**Reading passage**:
-- start --

I want to be able to love someone else.

I have realized that if you do not first love who you are, it is extremely hard to love someone else. I feel as if I still have the ability to love, but I lose myself while I am loving someone else. The biggest issue that I found was that I began relying solely on the person I was loving to provide me with everyday happiness. That becomes draining. It hurt me to continuously drain the energy out of the person I said I loved everyday. How can I bring the person I love down each and every day? To me, that is not love. It is important to me before I try to love someone again, that I can look at myself with adoration.

It sucks that I am so good at self-deprecating jokes. I hate that it is so easy for me to make fun of myself. It is almost as if every joke I have to hand out is about a stupid thing I have done or about my appearance. I can imagine how awkward that must be for others. Of course, they laugh along, but how can other's respect me if I don't even respect myself?

Is it possible to stop nitpicking myself?

Every time the weekend roles around and it is time to hit the town, I catch myself in the mirror nitpicking. I honestly think if I didn't spend so much time picking out things I claim to hate about myself, my routine of getting ready could potentially be cut in half. And in all honesty, does anyone really notice the things that I notice? Probably not.

My friends love photo shoots, but I do not. My friends love location scouting and taking amazing VSCO- and Instagram-worthy photos. Do not get me wrong, I love the scouting part. However, when we arrive and it is time to take photos, my stomach drops. I am much more comfortable being behind the camera taking my friend's photos. I have broken down on multiple occasions and let my friends take my picture, which leads to deleting bulk amounts of photos. I have saved a few photos from these so-called "photo shoots," but I just want to be more comfortable doing things my friends enjoy.

-- end --

Excerpts from a location annotation dataset
-- start --

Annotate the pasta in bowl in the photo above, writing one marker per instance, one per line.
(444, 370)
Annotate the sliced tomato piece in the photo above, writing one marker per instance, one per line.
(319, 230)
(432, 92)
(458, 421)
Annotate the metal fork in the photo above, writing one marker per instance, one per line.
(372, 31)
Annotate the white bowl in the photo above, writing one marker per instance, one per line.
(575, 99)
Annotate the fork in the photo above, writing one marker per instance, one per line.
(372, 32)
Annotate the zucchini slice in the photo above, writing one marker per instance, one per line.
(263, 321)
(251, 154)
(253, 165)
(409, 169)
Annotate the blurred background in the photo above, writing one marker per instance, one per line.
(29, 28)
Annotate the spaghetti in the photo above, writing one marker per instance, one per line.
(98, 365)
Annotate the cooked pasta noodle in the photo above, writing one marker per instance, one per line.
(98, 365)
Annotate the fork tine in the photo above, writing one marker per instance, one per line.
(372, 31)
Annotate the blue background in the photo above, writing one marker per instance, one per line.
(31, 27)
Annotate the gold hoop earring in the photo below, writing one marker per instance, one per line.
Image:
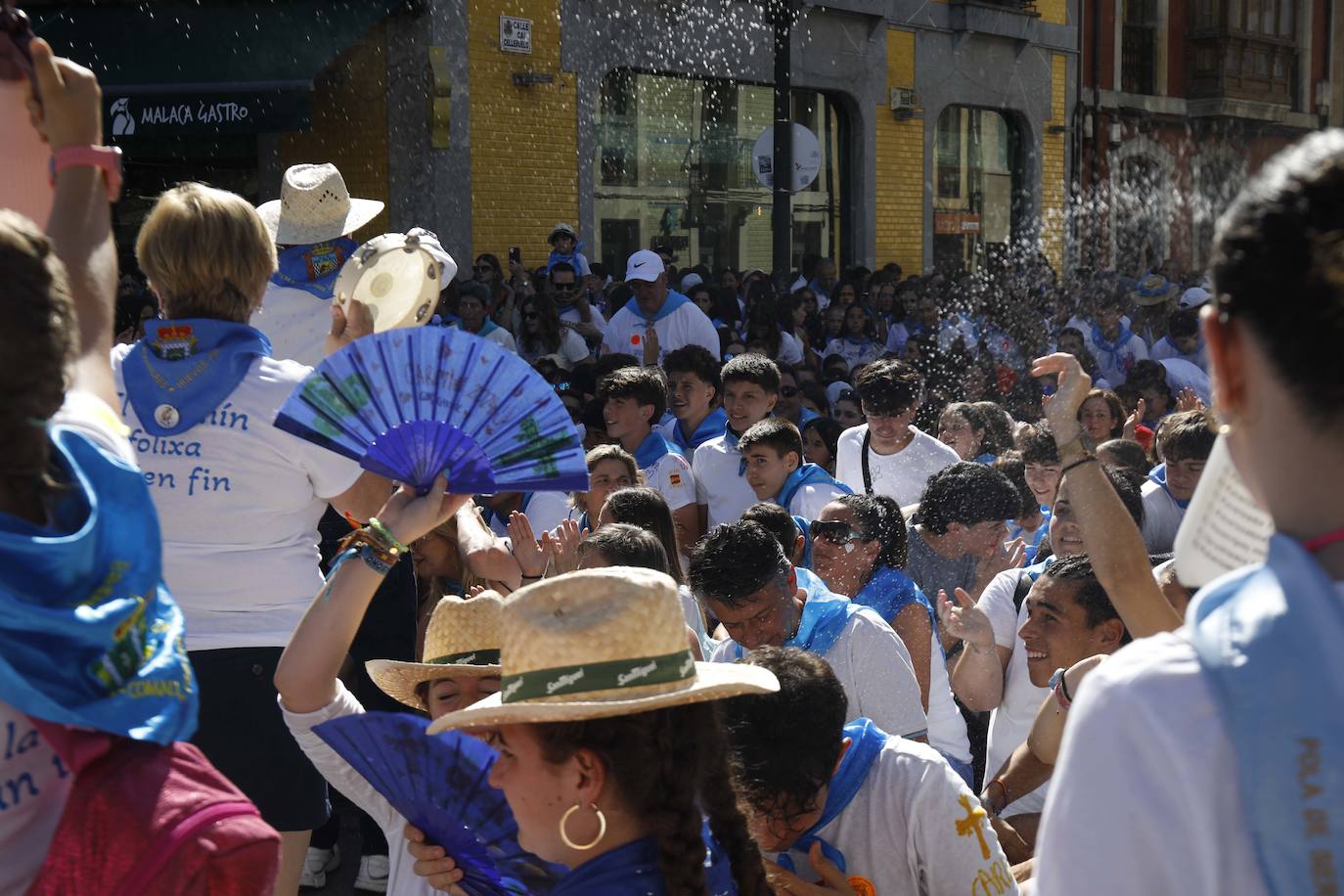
(601, 829)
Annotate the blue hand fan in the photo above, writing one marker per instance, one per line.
(413, 403)
(438, 784)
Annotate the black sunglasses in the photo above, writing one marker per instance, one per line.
(836, 531)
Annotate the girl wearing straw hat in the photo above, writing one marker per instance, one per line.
(460, 662)
(609, 749)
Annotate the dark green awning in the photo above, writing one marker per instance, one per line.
(223, 67)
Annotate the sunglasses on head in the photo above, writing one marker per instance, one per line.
(836, 531)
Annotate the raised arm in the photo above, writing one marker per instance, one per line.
(1111, 540)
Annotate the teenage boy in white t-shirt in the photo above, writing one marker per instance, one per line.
(739, 574)
(750, 389)
(850, 802)
(777, 473)
(633, 399)
(888, 454)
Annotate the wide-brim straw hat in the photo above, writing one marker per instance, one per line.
(599, 644)
(463, 640)
(1154, 289)
(315, 205)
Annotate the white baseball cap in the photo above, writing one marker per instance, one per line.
(644, 265)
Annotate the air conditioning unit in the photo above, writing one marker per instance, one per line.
(905, 103)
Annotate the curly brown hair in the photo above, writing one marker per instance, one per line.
(669, 765)
(36, 341)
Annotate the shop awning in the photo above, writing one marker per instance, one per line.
(215, 67)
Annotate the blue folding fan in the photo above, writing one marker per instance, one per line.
(438, 784)
(413, 403)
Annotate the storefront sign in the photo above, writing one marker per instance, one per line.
(955, 223)
(807, 157)
(515, 34)
(158, 114)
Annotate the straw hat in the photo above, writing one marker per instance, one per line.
(315, 205)
(597, 644)
(463, 640)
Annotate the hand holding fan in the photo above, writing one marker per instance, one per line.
(439, 784)
(413, 403)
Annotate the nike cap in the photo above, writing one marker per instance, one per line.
(644, 265)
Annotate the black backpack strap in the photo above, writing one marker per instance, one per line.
(863, 456)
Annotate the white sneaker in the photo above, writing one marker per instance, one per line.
(373, 874)
(316, 866)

-- end --

Reproduce the essay on self-love word for word, from "I have realized" to "myself with adoration.".

**Completed exercise**:
I have realized that if you do not first love who you are, it is extremely hard to love someone else. I feel as if I still have the ability to love, but I lose myself while I am loving someone else. The biggest issue that I found was that I began relying solely on the person I was loving to provide me with everyday happiness. That becomes draining. It hurt me to continuously drain the energy out of the person I said I loved everyday. How can I bring the person I love down each and every day? To me, that is not love. It is important to me before I try to love someone again, that I can look at myself with adoration.